↓↓↓

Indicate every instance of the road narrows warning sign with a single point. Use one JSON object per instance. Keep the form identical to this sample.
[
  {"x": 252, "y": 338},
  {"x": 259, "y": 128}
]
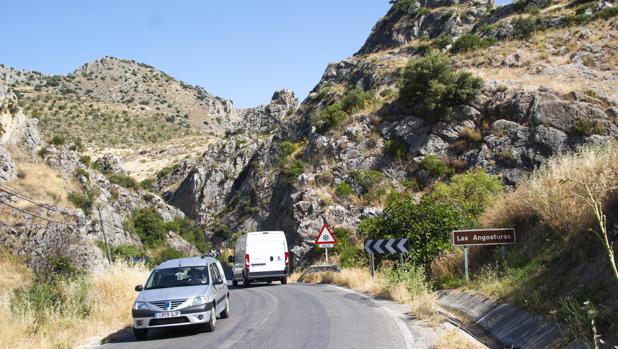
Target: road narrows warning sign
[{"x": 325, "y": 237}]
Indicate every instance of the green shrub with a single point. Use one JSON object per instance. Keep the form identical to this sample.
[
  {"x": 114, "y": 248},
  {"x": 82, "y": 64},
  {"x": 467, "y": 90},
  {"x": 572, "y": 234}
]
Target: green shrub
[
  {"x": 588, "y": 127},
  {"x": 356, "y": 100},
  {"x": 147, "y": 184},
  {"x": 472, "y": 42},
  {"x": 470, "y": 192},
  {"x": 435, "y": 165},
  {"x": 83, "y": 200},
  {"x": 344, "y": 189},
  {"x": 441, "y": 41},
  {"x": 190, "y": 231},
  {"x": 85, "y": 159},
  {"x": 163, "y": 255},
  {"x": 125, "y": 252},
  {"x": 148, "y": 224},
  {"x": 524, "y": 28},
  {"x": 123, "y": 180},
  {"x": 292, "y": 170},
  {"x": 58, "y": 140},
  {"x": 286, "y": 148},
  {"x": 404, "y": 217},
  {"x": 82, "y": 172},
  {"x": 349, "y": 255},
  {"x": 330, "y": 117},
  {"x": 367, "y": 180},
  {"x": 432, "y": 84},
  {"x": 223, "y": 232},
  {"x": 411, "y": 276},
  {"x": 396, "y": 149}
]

↑↑↑

● **BRIEF**
Exactly the lines from the one with "Indicate every instance of the green" through the final line of the entries are to be returned, both ends included.

● **WRITTEN ANSWER**
Indicate every instance of the green shrub with a single point. Use one JSON object per instance. Keep the form identical to this sample.
[
  {"x": 114, "y": 248},
  {"x": 82, "y": 64},
  {"x": 467, "y": 90},
  {"x": 572, "y": 234}
]
Target: green shrub
[
  {"x": 588, "y": 127},
  {"x": 356, "y": 100},
  {"x": 147, "y": 184},
  {"x": 472, "y": 42},
  {"x": 470, "y": 192},
  {"x": 435, "y": 165},
  {"x": 83, "y": 200},
  {"x": 344, "y": 189},
  {"x": 441, "y": 41},
  {"x": 190, "y": 231},
  {"x": 85, "y": 159},
  {"x": 163, "y": 255},
  {"x": 125, "y": 252},
  {"x": 148, "y": 224},
  {"x": 524, "y": 28},
  {"x": 123, "y": 180},
  {"x": 292, "y": 170},
  {"x": 58, "y": 140},
  {"x": 286, "y": 148},
  {"x": 404, "y": 217},
  {"x": 82, "y": 172},
  {"x": 349, "y": 255},
  {"x": 330, "y": 117},
  {"x": 367, "y": 180},
  {"x": 432, "y": 84},
  {"x": 223, "y": 232},
  {"x": 411, "y": 276},
  {"x": 396, "y": 149}
]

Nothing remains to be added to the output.